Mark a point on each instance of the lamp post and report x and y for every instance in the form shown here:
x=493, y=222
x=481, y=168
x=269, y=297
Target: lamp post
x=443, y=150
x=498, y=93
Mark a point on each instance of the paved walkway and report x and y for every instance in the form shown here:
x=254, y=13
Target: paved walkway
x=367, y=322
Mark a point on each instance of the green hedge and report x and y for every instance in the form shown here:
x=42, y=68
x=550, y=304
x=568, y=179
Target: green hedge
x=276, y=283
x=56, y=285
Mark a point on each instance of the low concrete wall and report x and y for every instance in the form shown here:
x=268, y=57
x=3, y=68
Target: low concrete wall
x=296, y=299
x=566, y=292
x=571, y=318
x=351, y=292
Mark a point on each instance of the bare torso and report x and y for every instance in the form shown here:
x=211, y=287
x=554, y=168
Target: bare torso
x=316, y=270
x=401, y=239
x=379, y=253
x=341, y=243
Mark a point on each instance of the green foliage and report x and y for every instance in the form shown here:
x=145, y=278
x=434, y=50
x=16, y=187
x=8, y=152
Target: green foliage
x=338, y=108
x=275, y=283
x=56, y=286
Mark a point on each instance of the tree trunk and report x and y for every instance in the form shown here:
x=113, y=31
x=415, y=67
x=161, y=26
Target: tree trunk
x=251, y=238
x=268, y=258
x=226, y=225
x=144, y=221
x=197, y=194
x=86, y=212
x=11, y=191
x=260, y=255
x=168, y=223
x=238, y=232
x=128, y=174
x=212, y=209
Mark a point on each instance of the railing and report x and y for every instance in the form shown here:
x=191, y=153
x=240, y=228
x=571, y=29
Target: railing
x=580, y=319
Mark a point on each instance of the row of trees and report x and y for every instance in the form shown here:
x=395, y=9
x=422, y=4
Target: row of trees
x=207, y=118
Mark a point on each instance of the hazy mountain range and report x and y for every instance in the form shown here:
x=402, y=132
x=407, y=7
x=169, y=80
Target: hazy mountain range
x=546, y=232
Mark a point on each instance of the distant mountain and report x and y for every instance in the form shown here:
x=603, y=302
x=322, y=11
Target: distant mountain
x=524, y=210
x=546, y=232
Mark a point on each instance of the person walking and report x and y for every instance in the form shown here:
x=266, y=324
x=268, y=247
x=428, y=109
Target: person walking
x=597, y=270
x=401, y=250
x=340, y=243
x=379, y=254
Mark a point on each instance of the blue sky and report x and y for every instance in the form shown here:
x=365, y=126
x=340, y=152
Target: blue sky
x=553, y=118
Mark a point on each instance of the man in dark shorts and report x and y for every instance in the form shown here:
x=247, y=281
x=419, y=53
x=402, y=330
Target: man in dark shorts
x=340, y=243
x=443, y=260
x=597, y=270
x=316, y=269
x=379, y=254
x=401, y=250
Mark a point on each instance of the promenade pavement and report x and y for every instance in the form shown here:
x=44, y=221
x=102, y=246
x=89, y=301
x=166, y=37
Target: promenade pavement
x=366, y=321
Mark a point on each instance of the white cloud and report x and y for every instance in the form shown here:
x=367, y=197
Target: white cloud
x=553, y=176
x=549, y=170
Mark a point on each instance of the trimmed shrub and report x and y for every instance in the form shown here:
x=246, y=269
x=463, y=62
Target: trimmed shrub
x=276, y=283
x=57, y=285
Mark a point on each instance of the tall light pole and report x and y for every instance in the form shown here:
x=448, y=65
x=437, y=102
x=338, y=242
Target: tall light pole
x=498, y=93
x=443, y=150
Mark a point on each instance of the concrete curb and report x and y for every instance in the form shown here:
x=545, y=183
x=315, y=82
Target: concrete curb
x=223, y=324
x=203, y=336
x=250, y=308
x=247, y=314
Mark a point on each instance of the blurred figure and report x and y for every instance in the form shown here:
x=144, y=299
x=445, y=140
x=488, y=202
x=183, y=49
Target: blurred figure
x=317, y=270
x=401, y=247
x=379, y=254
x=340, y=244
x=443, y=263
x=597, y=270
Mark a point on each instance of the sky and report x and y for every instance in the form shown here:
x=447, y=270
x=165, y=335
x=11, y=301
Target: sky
# # # # #
#### CONSEGNA
Ricopia tutte le righe qui sopra, senza cambiare nulla.

#### RISPOSTA ATTESA
Mark a point on each instance of the lamp post and report x and y for every instance in the form shown here:
x=493, y=222
x=481, y=168
x=269, y=297
Target: lamp post
x=443, y=150
x=498, y=93
Mark a point on each instance of the paved walkway and report x and y for every instance in the form shown here:
x=254, y=13
Target: paved walkway
x=367, y=322
Mark a point on each instance of the green hedge and report x and y for every instance in the form shown here:
x=42, y=68
x=550, y=304
x=568, y=179
Target: green hedge
x=276, y=283
x=56, y=285
Mark a point on each instance of the low concrete wall and report x and y for every instance in the form shown here:
x=268, y=57
x=3, y=68
Target: low concrete wall
x=296, y=299
x=566, y=292
x=571, y=318
x=351, y=292
Mark a point on each instance of the bare torso and report x and y for every instance in the form shown here:
x=211, y=287
x=554, y=168
Target: bare torso
x=316, y=270
x=401, y=239
x=379, y=253
x=341, y=243
Mark a point on each instance of the green foliage and report x and y for every instance in the form shown here:
x=145, y=278
x=434, y=50
x=16, y=187
x=8, y=152
Target: green foliage
x=338, y=108
x=275, y=283
x=56, y=286
Mark a point on each instance of the tree trunk and report x and y for every instance in the form shown here:
x=113, y=31
x=415, y=67
x=161, y=26
Target: tree trunk
x=251, y=238
x=268, y=258
x=226, y=225
x=144, y=221
x=197, y=194
x=86, y=212
x=11, y=191
x=260, y=255
x=168, y=223
x=238, y=232
x=128, y=174
x=212, y=209
Mark a point on each instance of the railing and report x and y for every instance in the form shown here:
x=191, y=153
x=240, y=228
x=571, y=29
Target: railing
x=580, y=319
Mark a point on each instance of the row of trees and report x and y for every instance in the form shown here:
x=395, y=9
x=422, y=4
Target: row of trees
x=207, y=118
Mark a point on each instance of the hazy mountain range and report x and y for every instance in the form shown here:
x=402, y=132
x=407, y=7
x=169, y=80
Target: hazy mountain range
x=546, y=232
Mark a point on each instance of the distant mountain and report x and y for every instance in the form shown here:
x=603, y=302
x=322, y=11
Target: distant mountain
x=524, y=210
x=546, y=232
Mark a point on each instance of the person walking and report x and y for every instance in the form shown here:
x=266, y=324
x=268, y=247
x=428, y=109
Target: person walking
x=597, y=270
x=401, y=250
x=340, y=243
x=379, y=254
Mark a point on each instance of the blue sky and report x and y for every instance in the form shown here:
x=365, y=126
x=340, y=152
Target: blue sky
x=553, y=118
Mark a point on each instance of the man in dark shorts and report x and y for every instance in the form shown here:
x=247, y=281
x=419, y=53
x=402, y=330
Target: man in dark shorts
x=340, y=243
x=443, y=260
x=597, y=270
x=316, y=269
x=379, y=254
x=401, y=250
Mark a point on each instance of the promenade pavement and report x and y for every instance in the form shown here:
x=44, y=221
x=102, y=246
x=89, y=301
x=166, y=37
Target: promenade pavement
x=366, y=321
Mark a point on each instance of the white cloud and report x and y for every instance in the form shown here:
x=367, y=197
Target: white cloud
x=553, y=176
x=549, y=170
Mark a point on each instance of the trimmed shrub and report x and y for every instance in the form shown here:
x=246, y=269
x=463, y=62
Target: trimmed shrub
x=276, y=283
x=57, y=285
Mark a point on each instance of the tall light pole and report x and y for every instance in the form shown here:
x=448, y=65
x=437, y=102
x=338, y=242
Target: tall light pole
x=498, y=93
x=443, y=150
Mark a point on each instance of the concrete curb and report x and y for every instance in the form shown here:
x=545, y=183
x=315, y=82
Target: concrete curb
x=223, y=324
x=203, y=336
x=250, y=308
x=247, y=314
Mark a point on each instance of the blurred figure and report x and y for every instance in the form shown here:
x=144, y=299
x=445, y=140
x=488, y=202
x=183, y=49
Target: blurred figure
x=317, y=270
x=401, y=247
x=379, y=254
x=340, y=244
x=443, y=263
x=597, y=270
Mark a point on each instance of the sky and report x and y for every instance in the form shown here:
x=447, y=270
x=165, y=335
x=11, y=301
Target: sky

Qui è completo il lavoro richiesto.